Extracts from a box-labeled dataset
┌──
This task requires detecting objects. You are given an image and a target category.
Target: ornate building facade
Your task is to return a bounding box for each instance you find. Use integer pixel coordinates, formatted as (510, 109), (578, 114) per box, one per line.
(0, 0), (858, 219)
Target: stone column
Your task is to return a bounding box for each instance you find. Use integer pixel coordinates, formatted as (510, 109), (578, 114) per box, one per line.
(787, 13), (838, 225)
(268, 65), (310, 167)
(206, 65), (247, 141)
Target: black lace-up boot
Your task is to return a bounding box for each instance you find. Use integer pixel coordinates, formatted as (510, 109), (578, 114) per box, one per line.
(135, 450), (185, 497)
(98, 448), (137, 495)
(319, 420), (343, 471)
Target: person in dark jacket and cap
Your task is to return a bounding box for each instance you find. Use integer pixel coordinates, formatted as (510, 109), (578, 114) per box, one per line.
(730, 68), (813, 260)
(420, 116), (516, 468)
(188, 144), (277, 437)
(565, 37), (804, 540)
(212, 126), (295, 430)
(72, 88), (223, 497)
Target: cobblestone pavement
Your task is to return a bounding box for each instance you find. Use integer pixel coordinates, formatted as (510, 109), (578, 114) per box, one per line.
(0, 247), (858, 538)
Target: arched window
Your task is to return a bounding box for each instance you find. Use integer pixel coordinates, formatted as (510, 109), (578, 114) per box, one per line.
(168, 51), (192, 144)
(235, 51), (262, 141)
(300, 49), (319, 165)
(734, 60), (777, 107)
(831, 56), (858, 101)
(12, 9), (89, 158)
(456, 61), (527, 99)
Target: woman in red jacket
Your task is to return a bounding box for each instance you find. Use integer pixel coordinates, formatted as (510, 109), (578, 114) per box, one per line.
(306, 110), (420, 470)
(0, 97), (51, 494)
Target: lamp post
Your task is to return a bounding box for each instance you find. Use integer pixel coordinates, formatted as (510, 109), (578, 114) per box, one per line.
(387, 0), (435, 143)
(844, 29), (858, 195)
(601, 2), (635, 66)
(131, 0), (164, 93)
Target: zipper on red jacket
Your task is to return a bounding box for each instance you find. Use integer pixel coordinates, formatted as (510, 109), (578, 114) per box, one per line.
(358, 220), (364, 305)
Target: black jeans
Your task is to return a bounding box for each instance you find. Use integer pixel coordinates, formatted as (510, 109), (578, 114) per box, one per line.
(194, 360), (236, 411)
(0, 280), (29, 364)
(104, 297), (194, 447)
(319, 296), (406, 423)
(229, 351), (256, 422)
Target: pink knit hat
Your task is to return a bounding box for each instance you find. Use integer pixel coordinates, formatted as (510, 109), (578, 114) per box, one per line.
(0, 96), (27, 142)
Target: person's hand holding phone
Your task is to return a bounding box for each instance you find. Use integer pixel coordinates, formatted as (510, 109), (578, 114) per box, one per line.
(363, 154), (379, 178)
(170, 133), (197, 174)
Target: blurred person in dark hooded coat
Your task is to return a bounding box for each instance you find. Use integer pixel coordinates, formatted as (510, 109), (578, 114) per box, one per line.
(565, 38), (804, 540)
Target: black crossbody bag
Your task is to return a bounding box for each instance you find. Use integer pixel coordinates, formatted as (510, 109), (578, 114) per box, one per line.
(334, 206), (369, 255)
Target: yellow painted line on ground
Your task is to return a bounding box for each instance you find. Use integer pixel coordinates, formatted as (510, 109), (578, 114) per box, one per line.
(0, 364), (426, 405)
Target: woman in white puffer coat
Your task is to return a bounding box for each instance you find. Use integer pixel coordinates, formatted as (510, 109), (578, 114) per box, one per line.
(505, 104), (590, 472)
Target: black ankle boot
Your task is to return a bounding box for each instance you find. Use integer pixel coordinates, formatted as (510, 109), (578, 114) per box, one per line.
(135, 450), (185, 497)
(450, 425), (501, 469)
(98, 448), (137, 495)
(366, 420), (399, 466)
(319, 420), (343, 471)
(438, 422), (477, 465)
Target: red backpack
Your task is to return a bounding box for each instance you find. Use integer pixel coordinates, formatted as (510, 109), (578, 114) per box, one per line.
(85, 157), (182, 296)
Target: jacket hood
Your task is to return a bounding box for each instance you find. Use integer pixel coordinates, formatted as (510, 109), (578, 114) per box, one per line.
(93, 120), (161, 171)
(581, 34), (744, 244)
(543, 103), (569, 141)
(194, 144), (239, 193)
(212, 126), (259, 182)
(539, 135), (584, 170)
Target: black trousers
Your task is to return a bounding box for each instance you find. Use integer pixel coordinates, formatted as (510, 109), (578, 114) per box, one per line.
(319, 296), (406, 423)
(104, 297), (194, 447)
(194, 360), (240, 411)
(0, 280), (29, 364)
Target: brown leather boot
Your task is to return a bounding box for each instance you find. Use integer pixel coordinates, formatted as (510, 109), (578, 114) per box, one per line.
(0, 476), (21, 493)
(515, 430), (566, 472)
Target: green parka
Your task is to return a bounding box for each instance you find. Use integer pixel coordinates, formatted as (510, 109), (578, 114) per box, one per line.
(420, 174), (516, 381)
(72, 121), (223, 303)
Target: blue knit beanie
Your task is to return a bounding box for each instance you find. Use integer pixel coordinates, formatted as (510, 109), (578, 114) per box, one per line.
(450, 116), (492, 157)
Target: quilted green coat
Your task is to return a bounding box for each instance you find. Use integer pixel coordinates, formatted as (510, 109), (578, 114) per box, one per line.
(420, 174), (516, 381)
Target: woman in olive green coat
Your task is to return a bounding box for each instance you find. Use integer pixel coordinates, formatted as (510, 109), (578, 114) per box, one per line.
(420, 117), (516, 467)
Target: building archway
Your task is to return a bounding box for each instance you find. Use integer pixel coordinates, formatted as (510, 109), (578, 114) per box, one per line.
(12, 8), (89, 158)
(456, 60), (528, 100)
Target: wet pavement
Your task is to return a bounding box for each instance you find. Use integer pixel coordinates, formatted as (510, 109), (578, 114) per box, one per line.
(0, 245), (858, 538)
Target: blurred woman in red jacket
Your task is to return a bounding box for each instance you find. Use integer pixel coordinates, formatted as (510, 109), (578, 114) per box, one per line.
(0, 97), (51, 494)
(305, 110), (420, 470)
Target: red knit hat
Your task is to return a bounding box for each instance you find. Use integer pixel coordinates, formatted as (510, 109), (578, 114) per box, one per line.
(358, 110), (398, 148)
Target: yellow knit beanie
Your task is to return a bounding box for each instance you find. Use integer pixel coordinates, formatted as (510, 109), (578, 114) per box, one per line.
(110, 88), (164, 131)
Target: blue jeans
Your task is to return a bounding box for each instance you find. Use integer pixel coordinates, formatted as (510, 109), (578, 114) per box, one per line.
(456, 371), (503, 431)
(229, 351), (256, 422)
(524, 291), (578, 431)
└──
Your objective: Reproduce without any change everything in the rows above from the line containing "Target: building archway" down to the line containing "(456, 60), (528, 100)", including both of those lines.

Full solution:
Target: building archway
Your task is to return a bounding box for each instance you find. Use integer pixel coordinates, formatted as (510, 109), (578, 114) per box, one per line.
(12, 8), (89, 158)
(456, 60), (528, 100)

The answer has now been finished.